**MATERIAL PROVIDED:**
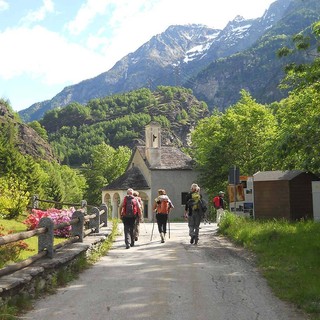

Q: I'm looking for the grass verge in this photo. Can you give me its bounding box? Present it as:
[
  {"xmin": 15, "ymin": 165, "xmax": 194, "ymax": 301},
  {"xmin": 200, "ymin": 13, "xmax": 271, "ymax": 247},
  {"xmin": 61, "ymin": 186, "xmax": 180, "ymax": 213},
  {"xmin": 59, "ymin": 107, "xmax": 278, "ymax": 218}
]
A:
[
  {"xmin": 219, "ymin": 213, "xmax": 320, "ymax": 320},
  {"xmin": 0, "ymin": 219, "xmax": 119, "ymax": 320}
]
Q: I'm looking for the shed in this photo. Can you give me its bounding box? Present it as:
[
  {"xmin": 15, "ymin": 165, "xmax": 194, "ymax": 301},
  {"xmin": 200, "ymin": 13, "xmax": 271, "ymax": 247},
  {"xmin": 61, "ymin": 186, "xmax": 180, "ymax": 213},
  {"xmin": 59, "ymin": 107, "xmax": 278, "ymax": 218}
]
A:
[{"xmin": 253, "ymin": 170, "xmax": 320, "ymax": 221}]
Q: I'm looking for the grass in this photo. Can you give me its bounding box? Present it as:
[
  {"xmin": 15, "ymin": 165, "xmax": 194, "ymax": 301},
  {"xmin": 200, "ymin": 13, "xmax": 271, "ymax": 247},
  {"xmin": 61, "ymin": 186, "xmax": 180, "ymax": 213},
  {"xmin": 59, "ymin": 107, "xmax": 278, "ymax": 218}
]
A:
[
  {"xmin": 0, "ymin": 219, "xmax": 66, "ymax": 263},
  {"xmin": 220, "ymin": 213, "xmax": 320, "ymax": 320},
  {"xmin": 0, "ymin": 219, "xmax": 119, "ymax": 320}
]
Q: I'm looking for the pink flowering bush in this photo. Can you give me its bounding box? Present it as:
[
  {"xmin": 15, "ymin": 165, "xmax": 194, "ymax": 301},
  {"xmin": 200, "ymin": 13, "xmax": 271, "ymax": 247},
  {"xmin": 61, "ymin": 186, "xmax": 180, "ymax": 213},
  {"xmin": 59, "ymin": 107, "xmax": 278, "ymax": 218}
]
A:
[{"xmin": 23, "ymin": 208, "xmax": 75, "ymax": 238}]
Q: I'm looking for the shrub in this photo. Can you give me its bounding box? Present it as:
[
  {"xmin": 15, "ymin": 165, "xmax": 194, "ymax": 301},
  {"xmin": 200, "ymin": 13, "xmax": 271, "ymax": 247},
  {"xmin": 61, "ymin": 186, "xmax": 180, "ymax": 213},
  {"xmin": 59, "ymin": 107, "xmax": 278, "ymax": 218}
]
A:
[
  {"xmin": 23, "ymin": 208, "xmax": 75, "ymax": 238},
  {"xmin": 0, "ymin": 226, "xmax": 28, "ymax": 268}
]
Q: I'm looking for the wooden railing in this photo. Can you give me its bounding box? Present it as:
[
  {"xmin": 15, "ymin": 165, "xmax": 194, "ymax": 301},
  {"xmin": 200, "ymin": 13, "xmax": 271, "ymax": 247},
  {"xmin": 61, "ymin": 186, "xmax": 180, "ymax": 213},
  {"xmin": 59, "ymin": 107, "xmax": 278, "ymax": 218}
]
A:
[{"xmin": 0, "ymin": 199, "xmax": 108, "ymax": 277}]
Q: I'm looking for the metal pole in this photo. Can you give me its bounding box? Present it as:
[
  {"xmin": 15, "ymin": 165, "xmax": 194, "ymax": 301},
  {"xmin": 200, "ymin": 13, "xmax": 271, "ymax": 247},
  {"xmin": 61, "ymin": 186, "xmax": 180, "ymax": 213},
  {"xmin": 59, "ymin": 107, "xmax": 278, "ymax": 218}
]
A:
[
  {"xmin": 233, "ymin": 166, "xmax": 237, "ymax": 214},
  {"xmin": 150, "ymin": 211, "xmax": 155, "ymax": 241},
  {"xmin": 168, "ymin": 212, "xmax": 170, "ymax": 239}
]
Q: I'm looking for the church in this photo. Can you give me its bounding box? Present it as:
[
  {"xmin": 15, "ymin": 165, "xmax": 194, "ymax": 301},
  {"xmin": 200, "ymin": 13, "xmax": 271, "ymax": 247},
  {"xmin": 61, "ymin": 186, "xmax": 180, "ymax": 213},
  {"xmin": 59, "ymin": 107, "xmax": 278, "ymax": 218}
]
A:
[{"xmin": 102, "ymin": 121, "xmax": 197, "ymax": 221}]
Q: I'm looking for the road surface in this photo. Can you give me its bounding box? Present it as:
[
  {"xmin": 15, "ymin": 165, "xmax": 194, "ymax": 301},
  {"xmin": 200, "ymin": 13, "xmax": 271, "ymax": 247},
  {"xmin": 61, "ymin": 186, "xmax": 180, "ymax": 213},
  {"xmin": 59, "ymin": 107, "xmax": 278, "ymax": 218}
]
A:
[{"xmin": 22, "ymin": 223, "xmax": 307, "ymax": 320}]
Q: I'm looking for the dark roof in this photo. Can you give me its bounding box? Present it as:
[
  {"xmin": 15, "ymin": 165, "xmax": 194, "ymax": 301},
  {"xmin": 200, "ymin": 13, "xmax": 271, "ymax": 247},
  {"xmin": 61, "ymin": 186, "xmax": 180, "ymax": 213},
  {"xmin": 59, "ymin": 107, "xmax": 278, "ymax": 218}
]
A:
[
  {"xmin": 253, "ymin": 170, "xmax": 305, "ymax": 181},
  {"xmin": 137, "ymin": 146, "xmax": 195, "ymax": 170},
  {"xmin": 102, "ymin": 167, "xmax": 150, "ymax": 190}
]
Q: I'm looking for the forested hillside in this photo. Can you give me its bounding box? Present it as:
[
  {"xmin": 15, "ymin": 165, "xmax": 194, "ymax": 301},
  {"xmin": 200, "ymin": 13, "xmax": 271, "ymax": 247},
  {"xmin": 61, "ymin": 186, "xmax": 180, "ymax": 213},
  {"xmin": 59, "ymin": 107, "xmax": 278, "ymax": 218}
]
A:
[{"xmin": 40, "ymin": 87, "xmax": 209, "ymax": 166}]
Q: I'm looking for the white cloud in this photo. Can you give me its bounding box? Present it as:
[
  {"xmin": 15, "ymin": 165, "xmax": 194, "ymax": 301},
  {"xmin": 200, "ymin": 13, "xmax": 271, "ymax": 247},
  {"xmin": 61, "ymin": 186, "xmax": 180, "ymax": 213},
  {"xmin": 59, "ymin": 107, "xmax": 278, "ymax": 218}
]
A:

**INSTRUCTIONS TO FOLLOW:**
Output all of the lines above unchanged, leaving out the pictures.

**TASK RESPONSE:**
Q: I'm looking for the grass verge in this photo. Can you give me its bounding box? Present it as:
[
  {"xmin": 15, "ymin": 165, "xmax": 194, "ymax": 301},
  {"xmin": 200, "ymin": 13, "xmax": 271, "ymax": 247},
  {"xmin": 61, "ymin": 186, "xmax": 180, "ymax": 213},
  {"xmin": 59, "ymin": 107, "xmax": 278, "ymax": 218}
]
A:
[
  {"xmin": 219, "ymin": 213, "xmax": 320, "ymax": 320},
  {"xmin": 0, "ymin": 219, "xmax": 119, "ymax": 320}
]
Q: I'm looking for the shed in this photo. Can you give me its bounding box? Present it as:
[
  {"xmin": 15, "ymin": 165, "xmax": 194, "ymax": 301},
  {"xmin": 200, "ymin": 13, "xmax": 271, "ymax": 247},
  {"xmin": 61, "ymin": 186, "xmax": 180, "ymax": 213},
  {"xmin": 59, "ymin": 107, "xmax": 278, "ymax": 218}
]
A:
[{"xmin": 253, "ymin": 170, "xmax": 320, "ymax": 221}]
Q: I'm looking for the grass in this photo. Can you give me its bounding box? Present it as:
[
  {"xmin": 15, "ymin": 165, "xmax": 194, "ymax": 301},
  {"xmin": 200, "ymin": 13, "xmax": 271, "ymax": 247},
  {"xmin": 61, "ymin": 186, "xmax": 180, "ymax": 213},
  {"xmin": 59, "ymin": 107, "xmax": 278, "ymax": 218}
]
A:
[
  {"xmin": 0, "ymin": 219, "xmax": 66, "ymax": 263},
  {"xmin": 220, "ymin": 213, "xmax": 320, "ymax": 320},
  {"xmin": 0, "ymin": 219, "xmax": 119, "ymax": 320}
]
Q: I'm looking for the pink flowering bush in this photo. Can you give me its bounding box? Present it as:
[
  {"xmin": 15, "ymin": 165, "xmax": 194, "ymax": 301},
  {"xmin": 200, "ymin": 13, "xmax": 271, "ymax": 247},
  {"xmin": 61, "ymin": 186, "xmax": 180, "ymax": 213},
  {"xmin": 59, "ymin": 107, "xmax": 278, "ymax": 218}
]
A:
[{"xmin": 23, "ymin": 208, "xmax": 75, "ymax": 238}]
Q: I'm looking for the shrub in this photo. Can you give me its bounding box? Present it as:
[
  {"xmin": 15, "ymin": 165, "xmax": 194, "ymax": 301},
  {"xmin": 200, "ymin": 13, "xmax": 271, "ymax": 247},
  {"xmin": 61, "ymin": 186, "xmax": 180, "ymax": 213},
  {"xmin": 59, "ymin": 107, "xmax": 278, "ymax": 218}
]
A:
[
  {"xmin": 23, "ymin": 208, "xmax": 75, "ymax": 238},
  {"xmin": 0, "ymin": 226, "xmax": 28, "ymax": 268}
]
Q: I'm looking for the wooden railing in this photo. Can you give me its bounding box? Present it as:
[
  {"xmin": 15, "ymin": 165, "xmax": 194, "ymax": 301},
  {"xmin": 200, "ymin": 13, "xmax": 271, "ymax": 247},
  {"xmin": 61, "ymin": 186, "xmax": 180, "ymax": 213},
  {"xmin": 59, "ymin": 107, "xmax": 278, "ymax": 218}
]
A:
[{"xmin": 0, "ymin": 199, "xmax": 108, "ymax": 277}]
Q: I'm looking for the metal pole in this photo. Can you give me its bounding box? Present it as:
[
  {"xmin": 15, "ymin": 165, "xmax": 194, "ymax": 301},
  {"xmin": 200, "ymin": 13, "xmax": 271, "ymax": 247},
  {"xmin": 61, "ymin": 186, "xmax": 180, "ymax": 213},
  {"xmin": 59, "ymin": 107, "xmax": 278, "ymax": 218}
]
A:
[
  {"xmin": 233, "ymin": 166, "xmax": 237, "ymax": 214},
  {"xmin": 150, "ymin": 211, "xmax": 155, "ymax": 241},
  {"xmin": 168, "ymin": 212, "xmax": 170, "ymax": 239}
]
Q: I'm looking for the church in this photo. Can you give me its bounding box? Present it as:
[
  {"xmin": 15, "ymin": 165, "xmax": 194, "ymax": 301},
  {"xmin": 200, "ymin": 13, "xmax": 271, "ymax": 247},
  {"xmin": 61, "ymin": 186, "xmax": 180, "ymax": 213},
  {"xmin": 59, "ymin": 107, "xmax": 278, "ymax": 218}
]
A:
[{"xmin": 102, "ymin": 121, "xmax": 197, "ymax": 221}]
Q: I'm looking for the road surface in this photo. Can you give me its bounding box? Present it as:
[
  {"xmin": 15, "ymin": 165, "xmax": 194, "ymax": 301},
  {"xmin": 200, "ymin": 13, "xmax": 271, "ymax": 247},
  {"xmin": 61, "ymin": 186, "xmax": 180, "ymax": 213},
  {"xmin": 59, "ymin": 107, "xmax": 278, "ymax": 218}
]
A:
[{"xmin": 22, "ymin": 223, "xmax": 307, "ymax": 320}]
Q: I'm looking for the dark roof in this photo. Can you give me its bounding box? Present it as:
[
  {"xmin": 15, "ymin": 165, "xmax": 194, "ymax": 301},
  {"xmin": 200, "ymin": 13, "xmax": 271, "ymax": 247},
  {"xmin": 61, "ymin": 186, "xmax": 180, "ymax": 213},
  {"xmin": 59, "ymin": 107, "xmax": 278, "ymax": 218}
]
A:
[
  {"xmin": 253, "ymin": 170, "xmax": 305, "ymax": 181},
  {"xmin": 137, "ymin": 146, "xmax": 195, "ymax": 170},
  {"xmin": 102, "ymin": 167, "xmax": 150, "ymax": 190}
]
Q: I'm looking for the forested hillside in this photo. Can you give me its bounding box? Present it as:
[
  {"xmin": 15, "ymin": 165, "xmax": 194, "ymax": 301},
  {"xmin": 200, "ymin": 13, "xmax": 271, "ymax": 247},
  {"xmin": 61, "ymin": 186, "xmax": 180, "ymax": 213},
  {"xmin": 59, "ymin": 107, "xmax": 278, "ymax": 218}
]
A:
[{"xmin": 40, "ymin": 87, "xmax": 209, "ymax": 166}]
Q: I'm looking for the white cloud in this photo. Can you give me its bounding box? Present it as:
[
  {"xmin": 15, "ymin": 165, "xmax": 194, "ymax": 301},
  {"xmin": 200, "ymin": 13, "xmax": 271, "ymax": 247},
  {"xmin": 61, "ymin": 186, "xmax": 180, "ymax": 213},
  {"xmin": 59, "ymin": 107, "xmax": 278, "ymax": 218}
]
A:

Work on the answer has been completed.